● Work to complete
The records below are to be written out exactly, with every picture omitted.

● Given information

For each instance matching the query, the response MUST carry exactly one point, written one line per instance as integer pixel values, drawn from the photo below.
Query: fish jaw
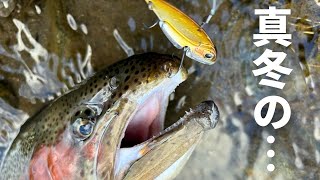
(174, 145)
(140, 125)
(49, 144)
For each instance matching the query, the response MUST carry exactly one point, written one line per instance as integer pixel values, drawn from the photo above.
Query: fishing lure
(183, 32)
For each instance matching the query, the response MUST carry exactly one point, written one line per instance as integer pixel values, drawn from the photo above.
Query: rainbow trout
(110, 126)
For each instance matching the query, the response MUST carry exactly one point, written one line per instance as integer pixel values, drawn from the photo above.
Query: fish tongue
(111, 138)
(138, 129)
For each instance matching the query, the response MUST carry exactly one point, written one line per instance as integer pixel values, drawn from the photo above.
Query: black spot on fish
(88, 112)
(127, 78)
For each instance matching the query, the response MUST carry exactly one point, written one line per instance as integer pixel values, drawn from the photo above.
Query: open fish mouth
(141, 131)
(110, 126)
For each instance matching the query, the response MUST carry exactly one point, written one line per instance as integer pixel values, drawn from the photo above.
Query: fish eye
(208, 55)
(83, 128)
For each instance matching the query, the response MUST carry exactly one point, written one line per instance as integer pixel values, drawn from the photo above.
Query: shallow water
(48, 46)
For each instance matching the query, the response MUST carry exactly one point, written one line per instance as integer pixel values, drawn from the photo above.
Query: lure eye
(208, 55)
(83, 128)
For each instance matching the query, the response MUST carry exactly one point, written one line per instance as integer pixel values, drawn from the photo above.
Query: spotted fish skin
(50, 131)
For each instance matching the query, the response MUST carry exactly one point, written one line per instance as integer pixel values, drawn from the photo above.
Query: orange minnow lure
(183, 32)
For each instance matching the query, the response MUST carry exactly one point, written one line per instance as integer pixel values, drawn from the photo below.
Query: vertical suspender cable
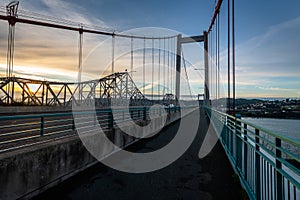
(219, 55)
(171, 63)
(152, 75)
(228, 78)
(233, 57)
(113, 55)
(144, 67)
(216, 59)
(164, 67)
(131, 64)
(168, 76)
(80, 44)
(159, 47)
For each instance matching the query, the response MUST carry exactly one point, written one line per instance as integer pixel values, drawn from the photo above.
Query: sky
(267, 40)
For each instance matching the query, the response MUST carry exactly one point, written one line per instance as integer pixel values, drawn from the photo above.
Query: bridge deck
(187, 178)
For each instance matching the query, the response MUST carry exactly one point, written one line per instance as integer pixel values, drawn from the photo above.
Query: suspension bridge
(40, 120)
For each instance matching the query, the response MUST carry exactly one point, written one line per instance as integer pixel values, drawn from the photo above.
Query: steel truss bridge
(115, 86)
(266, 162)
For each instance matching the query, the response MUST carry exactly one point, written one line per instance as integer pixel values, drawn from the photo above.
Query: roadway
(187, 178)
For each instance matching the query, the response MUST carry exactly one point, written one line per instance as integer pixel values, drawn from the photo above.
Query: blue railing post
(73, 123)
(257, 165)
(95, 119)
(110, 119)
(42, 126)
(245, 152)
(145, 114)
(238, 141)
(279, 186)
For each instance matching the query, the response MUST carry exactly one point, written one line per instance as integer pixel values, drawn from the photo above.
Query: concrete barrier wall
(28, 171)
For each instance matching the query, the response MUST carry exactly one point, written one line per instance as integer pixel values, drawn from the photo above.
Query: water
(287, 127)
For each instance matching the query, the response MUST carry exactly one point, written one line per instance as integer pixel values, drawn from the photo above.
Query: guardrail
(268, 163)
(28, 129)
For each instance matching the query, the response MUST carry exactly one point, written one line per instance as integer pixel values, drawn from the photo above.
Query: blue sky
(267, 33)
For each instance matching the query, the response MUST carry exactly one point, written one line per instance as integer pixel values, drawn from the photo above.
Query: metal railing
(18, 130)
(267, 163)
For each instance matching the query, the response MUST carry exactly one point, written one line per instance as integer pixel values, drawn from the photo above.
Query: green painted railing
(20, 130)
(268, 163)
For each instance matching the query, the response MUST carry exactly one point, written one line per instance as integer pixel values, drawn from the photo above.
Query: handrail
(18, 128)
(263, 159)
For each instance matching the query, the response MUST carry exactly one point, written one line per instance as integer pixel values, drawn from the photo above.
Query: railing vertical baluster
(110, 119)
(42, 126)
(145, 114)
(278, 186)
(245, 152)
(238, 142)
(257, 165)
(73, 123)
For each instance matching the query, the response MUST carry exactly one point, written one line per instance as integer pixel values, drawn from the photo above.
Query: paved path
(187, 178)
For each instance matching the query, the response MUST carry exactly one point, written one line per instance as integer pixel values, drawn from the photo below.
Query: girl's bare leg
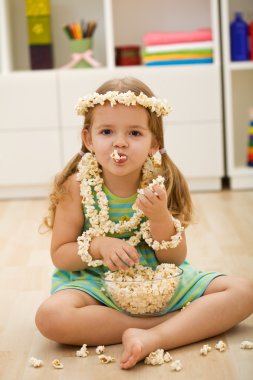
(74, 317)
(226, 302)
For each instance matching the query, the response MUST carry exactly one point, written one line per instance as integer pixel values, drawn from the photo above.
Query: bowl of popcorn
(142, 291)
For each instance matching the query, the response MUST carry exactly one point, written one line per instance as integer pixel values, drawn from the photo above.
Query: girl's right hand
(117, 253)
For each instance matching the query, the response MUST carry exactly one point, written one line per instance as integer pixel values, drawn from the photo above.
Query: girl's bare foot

● Response to the task
For each instance matching the query, the response MUST carry exactly one point, written one line per instance as integer pixel values, drawn from the photo below.
Query: fish jaw
(174, 145)
(140, 125)
(49, 144)
For each instance matching the query, the response MUST carry exactly one point, written one line per instance as integer pixel values, drawn from the photo above.
Query: fishing lure
(183, 32)
For each instance matching the query, the response MUST carry exactly one point, written one line per instance as integer pixel values, drawn from the photo above.
Query: rainbow trout
(110, 126)
For each instance matching the query, the response MUST carry exactly one point, written one line per instance as integer pixel values, drawn from the photo above.
Query: fish tongue
(111, 138)
(138, 129)
For each instance matching the query, the response MUST carry exactly one point, written one line per instance as integer pixel values, drawn from the photo above.
Query: black spot on fish
(88, 112)
(127, 78)
For each instance matching the query, the response MUST carry exactly one point, written one line per instance as integer pixel values, drawn from the photo above.
Query: open fish mouth
(141, 131)
(110, 126)
For each instance matching the query, the response MUST carry exactly one point, written one line per instance as integer pixel values, drawn from the photo above.
Query: fish eye
(208, 55)
(83, 128)
For each instance matching the query, the response MUST carry exactly one point, written one line per instance as integer pixel values, drawn from the photo above.
Query: shallow water
(48, 46)
For each instance matching the query, the response MUST carry exactly one point, written one line per instance as integer pixel values, drawn from the photo above.
Query: lure eye
(208, 55)
(83, 128)
For each instance matching the query, the response MUST carry exactly one point, written one line per instance as integer pixel values, drawn from the photo above.
Query: spotted fish skin
(50, 131)
For each instance matching the query, the response MUST carry exactly one point, written one line per instance as integer pixel values, drawn from the photo above.
Query: orange minnow lure
(183, 32)
For each instance matching the query, the response MUST carry exactly one point, written one line per instance as integer pixel values, drawn from the photo below.
Query: vertical suspender cable
(219, 55)
(171, 63)
(152, 75)
(228, 78)
(233, 57)
(113, 55)
(144, 67)
(216, 59)
(164, 67)
(131, 64)
(168, 76)
(80, 44)
(159, 47)
For each instance matching the query, the response MUST carry exactly one point, written one line per instance as integer pixel values, drawn from the photo above.
Query: sky
(267, 40)
For each instance matching the query, the response MUST carry exactly one point, written one line per instance as integer pixel values, drawn from the photo above.
Query: bridge deck
(187, 178)
For each instance matching the query, the response MUST carry exactly one point, written one line per instance as integer pixel values, drawn from the photo above.
Query: suspension bridge
(40, 120)
For each instance matching the query, the response MUST carry exactly one point, written one line per instance as integer pixel values, drawn from the photo above.
Query: steel truss bridge
(115, 86)
(266, 162)
For each instance matching the query, the response MUST carry exactly one point, written one line per instance as integer pixel values, drawn from the photo above.
Query: roadway
(187, 178)
For each instance matching the query, the response MUST carry exactly one point, written one line per instance as integer pixel values, drawn from the photo above.
Query: blue railing post
(73, 123)
(257, 165)
(95, 119)
(110, 119)
(42, 126)
(245, 152)
(145, 114)
(238, 141)
(279, 186)
For each instance matching the query, the response MUST carry exactly one point, written one line per instance as integer pixel values, drawn from the photo above.
Query: concrete barrier wall
(28, 171)
For each instance matching the query, the response MUST carry exactly one point, written one line per instance as integer pixel values, drawn from the photo above.
Query: water
(287, 127)
For each instance matching the query, the response MUST carry exactly one point, written one line per instance as integer pixel values, drawn from the photo above.
Query: guardrail
(268, 163)
(28, 129)
For each instance matching the query, the response MUST carry exactly one point, written one line per instance as integer pixel values, drawn from the photo above.
Query: blue sky
(267, 33)
For each instance matching the query, the response MUST carry exactly one point, written one line per instance as integer pixel values, drawn from the photo above.
Query: metal railing
(18, 130)
(267, 163)
For each instance matching the query, the response MUST carry exactly one point, written one line per instance as integer pixel values, drawn from the photo above.
Query: green painted railing
(20, 130)
(268, 163)
For each instance matching the query, the response MUST carry exactly one point, written one line per instance as integer pixel values, drawn from the photo above.
Query: handrail
(18, 128)
(263, 159)
For each instance matching the query, the response MUST carry exactly one point, written one line per instance as integer pixel values, drawn from the photo above.
Query: railing vertical baluster
(110, 119)
(42, 126)
(145, 114)
(278, 186)
(245, 152)
(238, 142)
(257, 165)
(73, 123)
For each instance matching the query, the response MUST carry exactly one point, written one line per instance as integer pixel values, drawn from the photo above.
Query: paved path
(187, 178)
For each instance matching the query, the response MUST carry exactly one point, written one line per instance as integer pixel values, drawn from the photo below.
Query: girl's bare leg
(74, 317)
(226, 302)
For each instance matching the query, the response MUST carry exactly one point, written one line per instance as integer pixel values, drawn from the photo above.
Query: bowl of popcorn
(142, 291)
For each instance matching the query, the response MUST carry exactly one point, written one line per instance as integer pixel values, drawn from the photo above.
Query: girl's right hand
(117, 253)
For each instance matching the query, the response MUST carry exactly one point, written one line per instance as integer pixel values, drawn from the photo above.
Query: girl's bare foot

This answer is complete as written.